### Text block
Metroid Metal is the pet project of Grant Henry (aka Stemage), a musician and web developer with a love of progressive metal and videogame soundtracks. Beginning in 2003, Henry set out to apply his recording and guitar-playing chops to the score of Nintendo’s classic adventure-platformer. “Nobody had really taken the Metroid soundtrack and really gave sort of a prog-rock feel to it, so I decided to give it a shot with a few tracks,” Henry says. “Originally the plan was to do the first game’s soundtrack, the NES soundtrack. Then, after it was done, it was like, ‘There’s so many other good ones, too,’ so I just kept going.”

Henry’s catalogue now includes 25 covers of Metroid songs spanning nearly every entry in the series. They aren’t simply recreations of the old soundtracks with rock instrumentation, either. “I’ve never done straight covers,” he says. “There’s a lot of extra stuff going on, mostly in the rhythm section, that kind of makes it metal, you know? Messing with time signatures and rearranging parts, plus the occasional solo.” The results are songs like “Brinstar” and “Lower Norfair” that bring the mystery, suspense and epic scale of the Metroid series into the modern era.

### Data entries
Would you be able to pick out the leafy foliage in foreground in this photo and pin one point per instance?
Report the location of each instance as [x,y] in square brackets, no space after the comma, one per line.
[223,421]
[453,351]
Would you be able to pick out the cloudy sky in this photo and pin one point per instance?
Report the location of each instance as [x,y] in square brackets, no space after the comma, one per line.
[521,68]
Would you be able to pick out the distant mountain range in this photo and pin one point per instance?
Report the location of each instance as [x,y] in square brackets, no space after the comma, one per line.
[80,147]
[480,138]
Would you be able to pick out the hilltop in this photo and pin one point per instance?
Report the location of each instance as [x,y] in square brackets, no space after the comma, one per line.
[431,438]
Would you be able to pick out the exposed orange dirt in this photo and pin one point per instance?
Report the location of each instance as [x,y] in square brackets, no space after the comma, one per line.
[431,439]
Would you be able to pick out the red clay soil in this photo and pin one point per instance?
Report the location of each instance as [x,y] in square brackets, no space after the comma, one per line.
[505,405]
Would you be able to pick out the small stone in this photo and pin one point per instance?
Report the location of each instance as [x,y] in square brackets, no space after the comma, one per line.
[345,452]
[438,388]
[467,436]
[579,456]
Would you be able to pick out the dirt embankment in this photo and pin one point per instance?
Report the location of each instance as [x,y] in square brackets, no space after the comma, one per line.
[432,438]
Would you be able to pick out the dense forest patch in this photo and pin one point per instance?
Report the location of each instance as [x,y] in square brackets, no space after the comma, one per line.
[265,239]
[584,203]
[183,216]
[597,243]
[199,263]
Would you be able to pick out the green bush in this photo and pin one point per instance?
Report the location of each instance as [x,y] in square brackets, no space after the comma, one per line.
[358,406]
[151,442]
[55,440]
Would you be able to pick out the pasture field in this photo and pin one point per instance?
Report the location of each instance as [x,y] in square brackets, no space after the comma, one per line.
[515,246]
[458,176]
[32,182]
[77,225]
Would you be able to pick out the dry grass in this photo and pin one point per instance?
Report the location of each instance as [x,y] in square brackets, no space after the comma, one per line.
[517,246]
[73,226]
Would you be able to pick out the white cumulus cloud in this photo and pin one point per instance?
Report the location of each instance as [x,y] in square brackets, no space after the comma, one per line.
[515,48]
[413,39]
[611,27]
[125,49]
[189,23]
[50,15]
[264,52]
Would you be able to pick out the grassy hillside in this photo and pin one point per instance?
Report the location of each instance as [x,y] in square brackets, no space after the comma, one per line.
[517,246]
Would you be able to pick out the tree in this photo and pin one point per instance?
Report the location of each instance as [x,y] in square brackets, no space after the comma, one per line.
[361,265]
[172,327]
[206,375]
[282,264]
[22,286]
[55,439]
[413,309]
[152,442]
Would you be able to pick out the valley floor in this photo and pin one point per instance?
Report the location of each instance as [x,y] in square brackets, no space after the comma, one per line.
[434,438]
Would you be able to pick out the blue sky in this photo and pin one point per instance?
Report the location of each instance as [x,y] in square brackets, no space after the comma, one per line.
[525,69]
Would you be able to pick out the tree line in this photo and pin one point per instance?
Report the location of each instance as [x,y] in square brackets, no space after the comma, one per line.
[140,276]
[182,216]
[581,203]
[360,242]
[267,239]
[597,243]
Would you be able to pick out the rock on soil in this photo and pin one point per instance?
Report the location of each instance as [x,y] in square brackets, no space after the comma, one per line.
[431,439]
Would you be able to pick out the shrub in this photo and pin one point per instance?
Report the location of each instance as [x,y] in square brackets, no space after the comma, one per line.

### Task 1
Please translate this sentence from the Metroid Metal text into Spanish: "Henry’s catalogue now includes 25 covers of Metroid songs spanning nearly every entry in the series."
### Task 2
According to the Metroid Metal text, which qualities of the Metroid series do Henry's songs bring into the modern era? List them all.
### Task 3
Write the next part of the Metroid Metal text, picking up after its final sentence.

### Expected output 1
El catálogo de Henry incluye ahora 25 versiones de canciones de Metroid que abarcan casi todas las entregas de la serie.

### Expected output 2
- mystery
- suspense
- epic scale

### Expected output 3
According to Henry, Metroid‘s music is more suited to the metal treatment than most NES game soundtracks. “After playing the games later on, after having not touched them for so long, it just reminded me of how good the music was. And not only how good the music was, but it also has this feeling where there’s constant tension,” he says. “The music goes back and forth between having sounds that are more positive and then having more dissonance as well. I was like, ‘Well, that kind of fits right along with what a lot of metal music is like.’ And there’s so much melody there without a lot of rhythm – it kind of gives me some freedom to play around with the rhythms a little bit.”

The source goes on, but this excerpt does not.